━━ TEXTO SELECCIONADO

Por otro lado, el filtro que han colocado sobre las obras de arte para que el nuevo puritanismo decida por nosotros qué película, canción, pintura o escultura podemos disfrutar y cuál no, por si su génesis o composición ofende en demasía nuestra débil e influenciable personalidad, constituye un atentado mayúsculo a la creación artística. Porque el verdadero arte nace pocas veces de querubines acomodados vestidos con carísimos vaqueros rotos manejando compulsivamente su smartphone en la tumbona de la piscina, y en bastantes más ocasiones de personajes atormentados, genios provocadores, existencias miserables o duras experiencias vitales que han estimulado en algunos individuos un sublime talento creador.
¿Quién nos iba a decir que la izquierda internacional, abanderada oficial de tantas aperturas y novedades sociales en el siglo pasado, se iba a volver adalid del nuevo puritanismo y censora de las más variadas expresiones artísticas? Y es que el actual “progresismo” ha adoptado todas las características de una nueva religión, incluyendo la cada vez más radical fanatización de sus adeptos. Los seguidores de todos estos movimientos revisionistas los viven con parecida intensidad a cómo vivían su fe religiosa muchos creyentes de siglos pasados. Huyendo de los múltiples matices de la vida y acercándose al integrismo y a la intolerancia censora. Cierto es que cristianismo y marxismo -con sus enormes diferencias- respondieron históricamente a parecidos planteamientos filosóficos, ejerciendo un papel de guerra cultural contra viejos sistemas opresores. Aunque algunos pretendan hoy que el segundo constituya -a pesar de sus reiterados fracasos históricos- una versión laica, materialista y terrenal del primero. No resulta extraño que el bloguero y periodista radiofónico norteamericano Matt Walsh escribiera que “el progresismo actual es la religión del autoaborrecimiento: enseña a los blancos a odiar su raza, a la mujer a odiar su femineidad, a los patriotas a odiar su país y a Occidente a odiar su historia”.

━━━━
━━ DATOS EXTRAÍDOS

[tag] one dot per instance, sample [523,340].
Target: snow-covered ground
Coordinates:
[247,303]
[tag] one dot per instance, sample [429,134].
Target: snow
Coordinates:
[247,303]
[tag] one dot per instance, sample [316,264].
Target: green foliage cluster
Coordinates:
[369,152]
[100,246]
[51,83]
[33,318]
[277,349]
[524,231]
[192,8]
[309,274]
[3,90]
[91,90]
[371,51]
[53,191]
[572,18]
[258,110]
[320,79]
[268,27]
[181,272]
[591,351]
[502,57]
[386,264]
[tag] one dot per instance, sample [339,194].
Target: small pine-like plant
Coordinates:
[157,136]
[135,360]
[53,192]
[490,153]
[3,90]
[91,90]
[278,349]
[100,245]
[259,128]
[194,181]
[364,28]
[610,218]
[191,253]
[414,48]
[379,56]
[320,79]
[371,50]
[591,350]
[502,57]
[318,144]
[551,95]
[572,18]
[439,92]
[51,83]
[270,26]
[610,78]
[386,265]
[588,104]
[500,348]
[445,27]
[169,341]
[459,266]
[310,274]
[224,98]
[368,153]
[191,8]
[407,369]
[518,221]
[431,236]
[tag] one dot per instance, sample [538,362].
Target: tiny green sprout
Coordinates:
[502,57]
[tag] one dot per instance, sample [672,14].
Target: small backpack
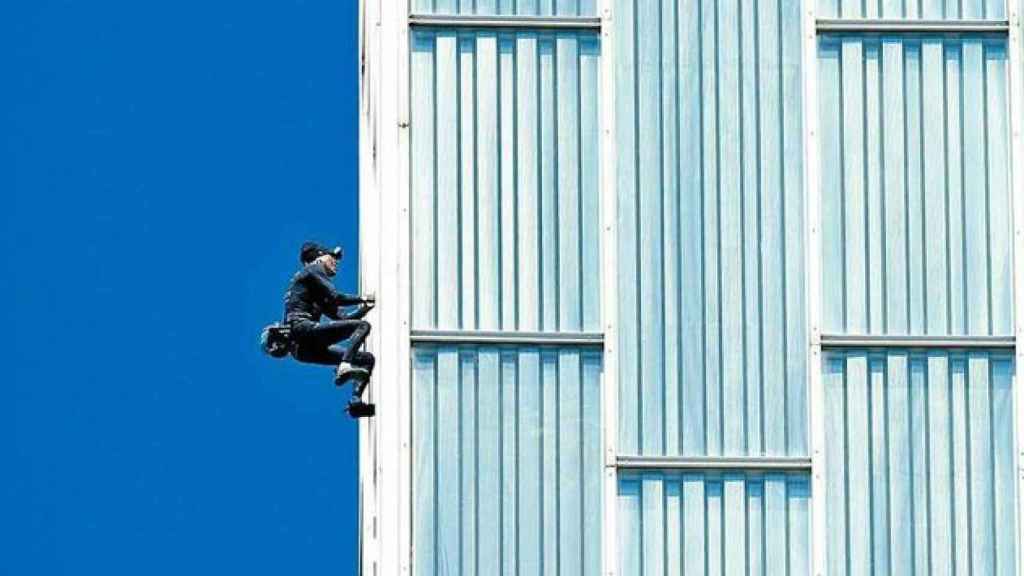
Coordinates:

━━━━

**EJERCICIOS PROPUESTOS:**
[1] En el texto sobre el nuevo puritanismo, ¿a qué se dedica Matt Walsh?
[2] Prosigue el texto sobre el nuevo puritanismo a partir de su última oración.

**RESPUESTAS POR EJERCICIO:**
[1] Es bloguero y periodista radiofónico norteamericano.

[2]
La falta de educación en valores, la incultura generalizada, el hedonismo y la fatua comodidad de las sociedades occidentales están haciendo el resto. Qué difícil nos lo ponen a estas alturas para disfrutar -en su plena intensidad y sin censuras- de todas las emociones que nos proporciona la vida. Las buenas y las menos buenas. Nuestros nuevos puritanos deben saber que algunos nos rebelamos contra su siniestro mensaje, y que nos gusta ser considerados -a todos los efectos- como ciudadanos plenamente adultos. Que nos encanta conocer opiniones discrepantes, asumir nuestra historia, aceptar nuestras faltas, admirar nuestro arte, dominar nuestras contradicciones, discernir con matices, comprender al diferente y, sobre todo, gozar y sufrir en paz.